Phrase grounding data
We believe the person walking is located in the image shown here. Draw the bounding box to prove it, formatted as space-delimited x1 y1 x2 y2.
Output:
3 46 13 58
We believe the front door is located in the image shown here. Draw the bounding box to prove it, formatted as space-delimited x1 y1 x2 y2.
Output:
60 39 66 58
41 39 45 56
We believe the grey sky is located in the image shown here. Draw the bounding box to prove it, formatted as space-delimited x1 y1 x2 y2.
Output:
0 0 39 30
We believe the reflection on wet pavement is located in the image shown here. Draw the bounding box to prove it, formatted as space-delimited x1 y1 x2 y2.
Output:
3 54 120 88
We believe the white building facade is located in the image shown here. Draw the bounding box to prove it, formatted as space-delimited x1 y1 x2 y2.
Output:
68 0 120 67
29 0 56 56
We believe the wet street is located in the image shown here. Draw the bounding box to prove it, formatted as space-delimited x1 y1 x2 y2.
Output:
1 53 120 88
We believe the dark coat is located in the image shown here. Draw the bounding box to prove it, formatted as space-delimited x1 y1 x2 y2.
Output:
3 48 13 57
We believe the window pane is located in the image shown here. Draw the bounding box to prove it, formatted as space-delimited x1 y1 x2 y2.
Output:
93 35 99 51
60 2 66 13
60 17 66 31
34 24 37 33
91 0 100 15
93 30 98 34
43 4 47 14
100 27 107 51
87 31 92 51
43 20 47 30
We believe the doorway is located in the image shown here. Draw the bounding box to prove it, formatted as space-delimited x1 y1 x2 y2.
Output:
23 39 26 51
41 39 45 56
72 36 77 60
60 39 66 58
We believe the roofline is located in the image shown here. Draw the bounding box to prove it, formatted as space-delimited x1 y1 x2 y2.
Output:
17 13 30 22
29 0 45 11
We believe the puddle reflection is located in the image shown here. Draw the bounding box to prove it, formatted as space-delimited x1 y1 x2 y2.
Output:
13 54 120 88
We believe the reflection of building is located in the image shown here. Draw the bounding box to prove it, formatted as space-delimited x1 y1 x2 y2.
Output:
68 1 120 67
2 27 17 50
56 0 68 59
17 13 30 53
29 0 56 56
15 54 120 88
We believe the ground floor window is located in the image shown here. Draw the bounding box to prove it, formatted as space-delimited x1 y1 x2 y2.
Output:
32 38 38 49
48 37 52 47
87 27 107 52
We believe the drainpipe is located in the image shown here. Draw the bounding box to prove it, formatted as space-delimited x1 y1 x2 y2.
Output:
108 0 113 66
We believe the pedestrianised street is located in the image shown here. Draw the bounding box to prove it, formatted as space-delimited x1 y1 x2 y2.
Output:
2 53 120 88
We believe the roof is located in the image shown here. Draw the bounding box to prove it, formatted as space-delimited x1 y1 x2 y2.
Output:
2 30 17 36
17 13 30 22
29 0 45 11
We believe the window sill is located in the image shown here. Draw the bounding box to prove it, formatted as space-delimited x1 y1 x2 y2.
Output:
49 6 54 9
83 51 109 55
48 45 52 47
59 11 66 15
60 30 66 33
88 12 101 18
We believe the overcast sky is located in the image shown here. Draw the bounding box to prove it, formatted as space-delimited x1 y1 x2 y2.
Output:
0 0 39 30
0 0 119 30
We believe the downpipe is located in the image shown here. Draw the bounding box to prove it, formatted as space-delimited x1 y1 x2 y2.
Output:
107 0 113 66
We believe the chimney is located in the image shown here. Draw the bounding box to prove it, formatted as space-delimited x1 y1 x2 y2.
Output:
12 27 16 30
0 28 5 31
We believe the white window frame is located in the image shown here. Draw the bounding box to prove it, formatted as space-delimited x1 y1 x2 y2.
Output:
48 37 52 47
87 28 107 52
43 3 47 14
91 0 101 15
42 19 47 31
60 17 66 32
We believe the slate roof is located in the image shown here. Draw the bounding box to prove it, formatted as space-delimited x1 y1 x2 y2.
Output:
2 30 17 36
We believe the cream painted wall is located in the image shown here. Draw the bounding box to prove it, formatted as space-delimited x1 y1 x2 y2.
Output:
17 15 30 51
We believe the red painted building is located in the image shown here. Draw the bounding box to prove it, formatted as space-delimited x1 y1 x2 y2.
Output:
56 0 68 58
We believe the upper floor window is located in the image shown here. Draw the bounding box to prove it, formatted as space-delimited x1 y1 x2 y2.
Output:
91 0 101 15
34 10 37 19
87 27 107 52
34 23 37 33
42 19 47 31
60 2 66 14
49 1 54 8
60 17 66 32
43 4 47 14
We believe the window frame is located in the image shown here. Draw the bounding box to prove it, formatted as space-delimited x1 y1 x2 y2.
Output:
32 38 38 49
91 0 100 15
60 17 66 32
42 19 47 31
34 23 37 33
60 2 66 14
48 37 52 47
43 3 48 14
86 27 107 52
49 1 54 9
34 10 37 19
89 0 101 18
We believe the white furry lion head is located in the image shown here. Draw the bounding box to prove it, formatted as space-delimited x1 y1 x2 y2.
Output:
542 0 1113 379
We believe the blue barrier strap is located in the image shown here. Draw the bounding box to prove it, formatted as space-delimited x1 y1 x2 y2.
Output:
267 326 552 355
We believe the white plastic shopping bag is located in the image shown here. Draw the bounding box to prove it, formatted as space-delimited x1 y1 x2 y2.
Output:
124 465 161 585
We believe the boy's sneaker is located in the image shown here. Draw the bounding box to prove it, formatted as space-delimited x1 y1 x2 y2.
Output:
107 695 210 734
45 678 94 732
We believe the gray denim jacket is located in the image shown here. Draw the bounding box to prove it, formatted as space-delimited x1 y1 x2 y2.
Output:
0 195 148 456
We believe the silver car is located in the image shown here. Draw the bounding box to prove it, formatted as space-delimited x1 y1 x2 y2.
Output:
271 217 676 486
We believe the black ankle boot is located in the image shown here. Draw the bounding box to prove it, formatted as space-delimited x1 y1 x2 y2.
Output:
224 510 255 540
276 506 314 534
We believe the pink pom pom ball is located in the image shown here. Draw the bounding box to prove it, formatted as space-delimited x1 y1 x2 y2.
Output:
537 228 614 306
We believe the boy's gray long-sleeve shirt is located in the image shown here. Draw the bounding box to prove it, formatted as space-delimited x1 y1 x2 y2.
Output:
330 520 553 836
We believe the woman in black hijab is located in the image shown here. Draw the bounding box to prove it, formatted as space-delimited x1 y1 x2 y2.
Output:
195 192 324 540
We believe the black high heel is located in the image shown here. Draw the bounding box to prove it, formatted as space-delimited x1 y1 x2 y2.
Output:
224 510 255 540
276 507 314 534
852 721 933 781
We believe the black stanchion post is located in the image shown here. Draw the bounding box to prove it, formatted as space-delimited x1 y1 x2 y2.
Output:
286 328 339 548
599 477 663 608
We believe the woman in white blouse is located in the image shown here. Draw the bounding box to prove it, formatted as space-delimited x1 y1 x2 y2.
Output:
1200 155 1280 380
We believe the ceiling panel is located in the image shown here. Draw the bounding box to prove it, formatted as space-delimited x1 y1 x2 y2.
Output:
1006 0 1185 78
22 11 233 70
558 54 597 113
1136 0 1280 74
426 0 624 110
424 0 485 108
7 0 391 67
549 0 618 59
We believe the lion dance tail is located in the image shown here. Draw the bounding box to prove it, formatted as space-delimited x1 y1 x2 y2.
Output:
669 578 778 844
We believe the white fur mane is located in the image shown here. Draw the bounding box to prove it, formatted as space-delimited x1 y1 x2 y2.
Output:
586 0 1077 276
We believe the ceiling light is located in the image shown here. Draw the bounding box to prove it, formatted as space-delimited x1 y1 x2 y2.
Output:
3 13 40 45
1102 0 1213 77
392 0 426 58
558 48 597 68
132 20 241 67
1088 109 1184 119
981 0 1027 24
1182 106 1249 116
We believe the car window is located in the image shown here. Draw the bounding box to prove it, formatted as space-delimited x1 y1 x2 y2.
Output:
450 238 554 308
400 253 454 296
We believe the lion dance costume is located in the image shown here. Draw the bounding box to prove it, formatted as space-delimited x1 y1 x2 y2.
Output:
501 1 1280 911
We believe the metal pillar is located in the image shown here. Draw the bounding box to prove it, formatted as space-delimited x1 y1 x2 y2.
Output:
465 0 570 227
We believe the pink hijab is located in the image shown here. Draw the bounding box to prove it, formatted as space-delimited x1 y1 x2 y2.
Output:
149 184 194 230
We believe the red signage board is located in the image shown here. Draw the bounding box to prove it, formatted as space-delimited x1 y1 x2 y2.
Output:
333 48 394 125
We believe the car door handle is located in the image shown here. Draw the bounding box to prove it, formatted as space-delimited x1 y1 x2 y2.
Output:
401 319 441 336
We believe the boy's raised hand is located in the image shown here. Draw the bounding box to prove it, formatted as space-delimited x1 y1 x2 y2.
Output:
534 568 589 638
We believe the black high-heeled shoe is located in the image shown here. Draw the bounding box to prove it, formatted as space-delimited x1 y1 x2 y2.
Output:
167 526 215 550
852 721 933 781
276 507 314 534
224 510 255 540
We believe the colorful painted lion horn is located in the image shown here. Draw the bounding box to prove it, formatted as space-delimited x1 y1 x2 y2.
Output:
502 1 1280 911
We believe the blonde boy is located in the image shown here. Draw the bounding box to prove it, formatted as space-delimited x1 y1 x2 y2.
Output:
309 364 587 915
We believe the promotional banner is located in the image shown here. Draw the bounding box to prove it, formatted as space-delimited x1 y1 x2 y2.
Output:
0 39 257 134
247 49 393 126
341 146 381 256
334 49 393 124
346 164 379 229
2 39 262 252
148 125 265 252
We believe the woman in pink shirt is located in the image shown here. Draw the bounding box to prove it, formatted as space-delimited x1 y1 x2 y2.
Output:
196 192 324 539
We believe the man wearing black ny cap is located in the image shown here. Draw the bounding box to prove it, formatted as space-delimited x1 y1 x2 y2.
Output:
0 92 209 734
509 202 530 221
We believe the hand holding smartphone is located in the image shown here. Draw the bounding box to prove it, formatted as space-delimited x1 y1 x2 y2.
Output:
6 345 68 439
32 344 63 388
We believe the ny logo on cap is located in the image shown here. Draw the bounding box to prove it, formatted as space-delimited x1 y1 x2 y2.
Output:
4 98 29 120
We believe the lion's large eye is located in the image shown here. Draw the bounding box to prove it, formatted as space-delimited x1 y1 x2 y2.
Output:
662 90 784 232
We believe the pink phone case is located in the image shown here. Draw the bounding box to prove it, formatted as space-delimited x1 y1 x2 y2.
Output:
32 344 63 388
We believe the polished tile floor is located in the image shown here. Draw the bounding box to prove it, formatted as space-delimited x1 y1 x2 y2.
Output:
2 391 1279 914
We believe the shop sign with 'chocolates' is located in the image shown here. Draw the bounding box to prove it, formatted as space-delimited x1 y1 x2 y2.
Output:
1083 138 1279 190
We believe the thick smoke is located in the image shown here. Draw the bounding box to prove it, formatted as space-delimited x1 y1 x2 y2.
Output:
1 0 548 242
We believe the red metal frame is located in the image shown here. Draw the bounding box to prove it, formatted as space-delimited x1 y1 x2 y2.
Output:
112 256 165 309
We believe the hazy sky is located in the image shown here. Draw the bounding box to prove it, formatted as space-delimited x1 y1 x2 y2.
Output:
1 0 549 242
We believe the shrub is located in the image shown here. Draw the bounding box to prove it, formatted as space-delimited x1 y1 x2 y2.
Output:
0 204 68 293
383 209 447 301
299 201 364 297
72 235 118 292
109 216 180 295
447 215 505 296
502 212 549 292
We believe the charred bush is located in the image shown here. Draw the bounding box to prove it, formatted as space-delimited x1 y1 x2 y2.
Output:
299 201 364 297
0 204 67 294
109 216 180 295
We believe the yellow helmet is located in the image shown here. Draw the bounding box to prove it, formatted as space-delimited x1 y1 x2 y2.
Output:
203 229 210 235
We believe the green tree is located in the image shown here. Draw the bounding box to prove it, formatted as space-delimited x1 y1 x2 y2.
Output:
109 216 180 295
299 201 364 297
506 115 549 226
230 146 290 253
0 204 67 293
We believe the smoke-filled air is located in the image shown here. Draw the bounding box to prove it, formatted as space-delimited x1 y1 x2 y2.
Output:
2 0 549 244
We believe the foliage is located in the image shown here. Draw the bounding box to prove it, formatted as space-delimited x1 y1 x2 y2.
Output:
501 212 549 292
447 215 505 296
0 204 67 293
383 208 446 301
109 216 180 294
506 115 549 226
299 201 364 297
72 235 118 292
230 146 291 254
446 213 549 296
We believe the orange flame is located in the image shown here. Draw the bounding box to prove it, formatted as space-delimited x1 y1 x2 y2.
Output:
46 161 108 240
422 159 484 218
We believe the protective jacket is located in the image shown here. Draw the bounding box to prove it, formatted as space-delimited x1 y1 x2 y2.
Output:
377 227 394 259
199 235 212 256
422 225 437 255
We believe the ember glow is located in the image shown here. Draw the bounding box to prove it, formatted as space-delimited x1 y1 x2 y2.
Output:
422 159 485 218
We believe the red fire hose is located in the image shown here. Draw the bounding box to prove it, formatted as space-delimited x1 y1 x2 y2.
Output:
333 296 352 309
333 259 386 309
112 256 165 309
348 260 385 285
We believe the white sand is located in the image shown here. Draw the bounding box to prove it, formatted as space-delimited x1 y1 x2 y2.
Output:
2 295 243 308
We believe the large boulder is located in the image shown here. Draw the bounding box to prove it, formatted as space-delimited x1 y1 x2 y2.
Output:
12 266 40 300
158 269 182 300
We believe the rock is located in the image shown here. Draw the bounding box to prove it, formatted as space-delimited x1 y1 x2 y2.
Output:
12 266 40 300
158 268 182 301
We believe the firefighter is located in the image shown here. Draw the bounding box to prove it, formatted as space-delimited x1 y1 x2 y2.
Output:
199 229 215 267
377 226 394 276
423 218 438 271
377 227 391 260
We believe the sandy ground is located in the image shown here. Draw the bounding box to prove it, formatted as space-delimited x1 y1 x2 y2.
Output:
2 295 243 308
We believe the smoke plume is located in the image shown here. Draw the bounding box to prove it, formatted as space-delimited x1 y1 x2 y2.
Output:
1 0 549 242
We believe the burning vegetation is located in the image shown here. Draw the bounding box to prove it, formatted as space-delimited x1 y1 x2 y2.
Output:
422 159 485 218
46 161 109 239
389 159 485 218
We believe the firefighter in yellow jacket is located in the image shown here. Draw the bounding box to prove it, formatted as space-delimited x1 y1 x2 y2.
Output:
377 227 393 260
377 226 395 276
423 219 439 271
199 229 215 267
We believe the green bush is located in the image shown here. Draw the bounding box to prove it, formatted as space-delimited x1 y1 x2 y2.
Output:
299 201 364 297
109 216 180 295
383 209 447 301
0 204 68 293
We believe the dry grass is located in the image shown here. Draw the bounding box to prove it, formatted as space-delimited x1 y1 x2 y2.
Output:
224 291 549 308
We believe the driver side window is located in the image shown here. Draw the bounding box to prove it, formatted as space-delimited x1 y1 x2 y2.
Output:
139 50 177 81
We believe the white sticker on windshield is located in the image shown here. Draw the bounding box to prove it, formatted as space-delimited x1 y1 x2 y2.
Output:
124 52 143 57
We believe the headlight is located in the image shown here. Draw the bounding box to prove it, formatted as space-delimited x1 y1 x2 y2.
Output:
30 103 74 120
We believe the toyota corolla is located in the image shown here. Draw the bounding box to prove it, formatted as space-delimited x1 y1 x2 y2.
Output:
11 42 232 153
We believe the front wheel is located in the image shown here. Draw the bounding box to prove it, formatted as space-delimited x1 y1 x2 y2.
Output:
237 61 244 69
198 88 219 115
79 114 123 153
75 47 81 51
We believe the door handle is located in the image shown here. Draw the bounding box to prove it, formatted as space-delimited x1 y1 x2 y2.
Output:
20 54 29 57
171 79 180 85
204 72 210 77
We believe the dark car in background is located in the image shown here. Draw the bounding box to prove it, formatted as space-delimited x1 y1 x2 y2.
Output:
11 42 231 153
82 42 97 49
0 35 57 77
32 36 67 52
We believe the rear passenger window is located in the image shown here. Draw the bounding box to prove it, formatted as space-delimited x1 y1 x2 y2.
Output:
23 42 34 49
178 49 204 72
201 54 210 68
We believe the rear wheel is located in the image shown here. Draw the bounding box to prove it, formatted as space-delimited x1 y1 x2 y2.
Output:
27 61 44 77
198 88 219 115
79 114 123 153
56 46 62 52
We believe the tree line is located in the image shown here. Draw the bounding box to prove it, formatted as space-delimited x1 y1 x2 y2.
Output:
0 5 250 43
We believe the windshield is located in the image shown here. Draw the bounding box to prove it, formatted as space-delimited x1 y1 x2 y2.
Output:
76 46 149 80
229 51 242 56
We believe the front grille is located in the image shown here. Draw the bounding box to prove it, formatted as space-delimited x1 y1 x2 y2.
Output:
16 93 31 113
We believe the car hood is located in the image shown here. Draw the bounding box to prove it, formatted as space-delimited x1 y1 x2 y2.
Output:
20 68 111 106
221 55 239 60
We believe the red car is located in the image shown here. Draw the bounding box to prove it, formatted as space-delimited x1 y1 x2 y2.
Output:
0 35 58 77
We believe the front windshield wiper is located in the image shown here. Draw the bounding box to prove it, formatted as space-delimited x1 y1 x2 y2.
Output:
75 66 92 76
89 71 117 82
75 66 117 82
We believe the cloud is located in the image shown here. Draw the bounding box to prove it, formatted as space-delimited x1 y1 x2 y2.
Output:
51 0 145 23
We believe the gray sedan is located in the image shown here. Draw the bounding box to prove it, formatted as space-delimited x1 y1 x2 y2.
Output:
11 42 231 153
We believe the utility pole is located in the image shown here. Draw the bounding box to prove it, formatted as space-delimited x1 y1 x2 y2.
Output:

PROBLEM TO SOLVE: The answer should be one number, the count of lines above that contain "yellow".

YOUR RESPONSE: 2